## Begin EXCERPTED DATA
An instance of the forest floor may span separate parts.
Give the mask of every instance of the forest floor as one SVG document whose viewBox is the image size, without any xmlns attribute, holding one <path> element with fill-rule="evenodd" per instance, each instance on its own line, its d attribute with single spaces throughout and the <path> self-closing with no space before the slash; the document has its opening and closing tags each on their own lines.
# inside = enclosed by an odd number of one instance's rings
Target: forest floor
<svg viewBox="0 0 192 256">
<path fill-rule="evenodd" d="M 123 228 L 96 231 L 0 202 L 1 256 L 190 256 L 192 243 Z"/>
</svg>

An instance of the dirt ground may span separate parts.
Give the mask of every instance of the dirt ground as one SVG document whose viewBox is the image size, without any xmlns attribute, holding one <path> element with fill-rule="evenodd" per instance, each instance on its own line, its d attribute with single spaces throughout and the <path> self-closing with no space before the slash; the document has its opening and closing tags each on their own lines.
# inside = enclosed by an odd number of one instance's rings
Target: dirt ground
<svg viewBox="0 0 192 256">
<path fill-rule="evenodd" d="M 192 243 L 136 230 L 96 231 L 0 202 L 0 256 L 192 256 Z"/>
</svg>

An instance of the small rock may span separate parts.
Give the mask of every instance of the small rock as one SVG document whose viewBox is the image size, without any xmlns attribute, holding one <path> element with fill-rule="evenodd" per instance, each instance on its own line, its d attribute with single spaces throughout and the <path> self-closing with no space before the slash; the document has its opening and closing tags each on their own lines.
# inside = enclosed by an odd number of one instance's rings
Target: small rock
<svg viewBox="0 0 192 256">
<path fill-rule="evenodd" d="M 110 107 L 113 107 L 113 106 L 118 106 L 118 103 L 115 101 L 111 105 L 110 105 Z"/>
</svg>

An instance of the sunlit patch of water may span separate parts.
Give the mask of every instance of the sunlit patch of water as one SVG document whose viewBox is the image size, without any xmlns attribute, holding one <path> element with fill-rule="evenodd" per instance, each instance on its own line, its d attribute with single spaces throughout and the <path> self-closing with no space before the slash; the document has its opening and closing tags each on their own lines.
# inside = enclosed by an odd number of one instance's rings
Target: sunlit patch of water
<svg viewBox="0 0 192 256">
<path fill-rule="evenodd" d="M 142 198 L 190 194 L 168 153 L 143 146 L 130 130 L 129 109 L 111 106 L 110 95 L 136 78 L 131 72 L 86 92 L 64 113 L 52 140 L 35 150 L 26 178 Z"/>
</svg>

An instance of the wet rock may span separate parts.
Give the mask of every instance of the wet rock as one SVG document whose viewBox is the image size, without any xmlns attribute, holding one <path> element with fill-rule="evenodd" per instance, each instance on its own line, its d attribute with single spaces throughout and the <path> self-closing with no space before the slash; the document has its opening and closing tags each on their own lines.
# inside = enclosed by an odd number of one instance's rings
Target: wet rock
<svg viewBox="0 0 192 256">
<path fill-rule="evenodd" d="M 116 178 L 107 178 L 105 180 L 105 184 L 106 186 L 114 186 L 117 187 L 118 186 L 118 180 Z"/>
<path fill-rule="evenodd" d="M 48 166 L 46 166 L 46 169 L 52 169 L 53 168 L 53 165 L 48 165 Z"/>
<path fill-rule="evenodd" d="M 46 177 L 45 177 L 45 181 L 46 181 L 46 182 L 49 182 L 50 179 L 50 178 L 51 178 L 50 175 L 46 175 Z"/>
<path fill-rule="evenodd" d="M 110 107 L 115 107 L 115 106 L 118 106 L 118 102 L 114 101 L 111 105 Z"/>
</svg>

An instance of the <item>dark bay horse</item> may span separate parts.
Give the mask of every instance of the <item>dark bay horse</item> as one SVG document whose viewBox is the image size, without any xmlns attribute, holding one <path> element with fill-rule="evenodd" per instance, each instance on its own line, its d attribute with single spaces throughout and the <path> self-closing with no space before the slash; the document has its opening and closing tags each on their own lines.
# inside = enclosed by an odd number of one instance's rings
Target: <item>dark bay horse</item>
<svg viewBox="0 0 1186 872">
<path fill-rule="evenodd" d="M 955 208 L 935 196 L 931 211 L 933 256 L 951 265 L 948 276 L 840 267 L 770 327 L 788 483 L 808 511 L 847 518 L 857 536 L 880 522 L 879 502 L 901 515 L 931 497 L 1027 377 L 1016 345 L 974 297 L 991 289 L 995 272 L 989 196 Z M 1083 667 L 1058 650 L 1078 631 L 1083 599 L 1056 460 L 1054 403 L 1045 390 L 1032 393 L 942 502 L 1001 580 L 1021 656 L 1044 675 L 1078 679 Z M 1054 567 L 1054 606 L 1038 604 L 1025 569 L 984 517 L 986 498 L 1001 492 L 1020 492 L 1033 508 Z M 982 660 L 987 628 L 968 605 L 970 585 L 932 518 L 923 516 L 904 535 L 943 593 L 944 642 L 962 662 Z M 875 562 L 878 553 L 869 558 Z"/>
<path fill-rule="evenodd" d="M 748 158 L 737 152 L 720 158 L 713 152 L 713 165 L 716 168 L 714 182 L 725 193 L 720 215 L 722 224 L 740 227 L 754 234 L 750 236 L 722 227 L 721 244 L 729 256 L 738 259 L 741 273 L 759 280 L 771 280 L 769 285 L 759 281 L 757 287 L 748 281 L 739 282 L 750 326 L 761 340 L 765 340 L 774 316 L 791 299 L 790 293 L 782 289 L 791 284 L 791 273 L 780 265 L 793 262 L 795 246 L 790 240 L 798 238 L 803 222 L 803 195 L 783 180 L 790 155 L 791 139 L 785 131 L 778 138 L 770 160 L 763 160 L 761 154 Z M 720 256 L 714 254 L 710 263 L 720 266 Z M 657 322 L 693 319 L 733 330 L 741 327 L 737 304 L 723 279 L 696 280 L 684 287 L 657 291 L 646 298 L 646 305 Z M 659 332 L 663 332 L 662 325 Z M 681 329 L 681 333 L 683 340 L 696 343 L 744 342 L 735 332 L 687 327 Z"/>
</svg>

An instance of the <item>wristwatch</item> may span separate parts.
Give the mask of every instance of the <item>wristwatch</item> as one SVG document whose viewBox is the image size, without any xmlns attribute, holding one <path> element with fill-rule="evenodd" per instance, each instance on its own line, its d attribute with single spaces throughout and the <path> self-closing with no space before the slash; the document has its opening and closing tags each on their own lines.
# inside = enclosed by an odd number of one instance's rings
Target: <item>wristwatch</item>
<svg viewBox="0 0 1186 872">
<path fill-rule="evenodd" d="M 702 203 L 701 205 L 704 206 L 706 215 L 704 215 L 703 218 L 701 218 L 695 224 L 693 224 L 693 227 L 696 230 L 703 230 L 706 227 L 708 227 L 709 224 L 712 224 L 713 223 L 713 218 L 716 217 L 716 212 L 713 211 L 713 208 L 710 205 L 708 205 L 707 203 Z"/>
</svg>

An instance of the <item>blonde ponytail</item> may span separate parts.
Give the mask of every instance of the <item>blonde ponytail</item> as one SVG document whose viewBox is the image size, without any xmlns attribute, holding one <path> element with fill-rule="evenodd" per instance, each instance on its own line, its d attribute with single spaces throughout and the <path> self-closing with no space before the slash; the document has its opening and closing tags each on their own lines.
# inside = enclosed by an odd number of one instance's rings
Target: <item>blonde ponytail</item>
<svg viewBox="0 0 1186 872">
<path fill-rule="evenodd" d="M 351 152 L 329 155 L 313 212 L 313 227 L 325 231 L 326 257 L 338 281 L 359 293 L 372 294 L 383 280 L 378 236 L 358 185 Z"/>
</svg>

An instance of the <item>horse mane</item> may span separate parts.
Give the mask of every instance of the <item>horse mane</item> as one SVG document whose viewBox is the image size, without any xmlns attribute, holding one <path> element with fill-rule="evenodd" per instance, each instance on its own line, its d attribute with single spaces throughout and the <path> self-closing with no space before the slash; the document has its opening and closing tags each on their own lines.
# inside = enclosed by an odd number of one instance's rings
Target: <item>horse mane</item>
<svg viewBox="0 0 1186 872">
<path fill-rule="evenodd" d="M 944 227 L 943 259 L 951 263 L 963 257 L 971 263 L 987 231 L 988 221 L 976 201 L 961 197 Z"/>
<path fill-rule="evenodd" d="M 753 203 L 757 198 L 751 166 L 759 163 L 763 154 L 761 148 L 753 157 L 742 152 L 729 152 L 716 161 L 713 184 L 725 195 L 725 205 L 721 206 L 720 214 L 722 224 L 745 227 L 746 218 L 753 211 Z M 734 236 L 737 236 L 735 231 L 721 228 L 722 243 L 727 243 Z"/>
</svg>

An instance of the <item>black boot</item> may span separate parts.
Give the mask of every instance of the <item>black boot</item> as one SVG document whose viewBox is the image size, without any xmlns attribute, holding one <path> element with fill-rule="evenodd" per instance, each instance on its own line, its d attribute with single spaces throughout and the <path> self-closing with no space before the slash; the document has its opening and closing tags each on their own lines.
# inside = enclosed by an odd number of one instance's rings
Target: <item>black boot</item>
## End EXCERPTED DATA
• **WHAT TO PRODUCE**: Output the stretch of the records from the line containing "An instance of the wet" through the line containing "48 166 L 46", both included, reproducing each line verbatim.

• **THE RESULT**:
An instance of the wet rock may span separate parts.
Give the mask of every instance of the wet rock as one SVG document whose viewBox is the image size, without any xmlns attribute, holding one <path> element with fill-rule="evenodd" per instance, each instance on its own line, its d attribute with single spaces throughout and the <path> self-closing with no space before the slash; the document has its opening and closing tags each on their own lines.
# inside = enclosed by an odd number of one instance's rings
Target: wet rock
<svg viewBox="0 0 192 256">
<path fill-rule="evenodd" d="M 116 178 L 107 178 L 105 180 L 105 184 L 106 186 L 114 186 L 117 187 L 118 186 L 118 180 Z"/>
<path fill-rule="evenodd" d="M 48 166 L 46 166 L 46 169 L 52 169 L 53 168 L 53 165 L 48 165 Z"/>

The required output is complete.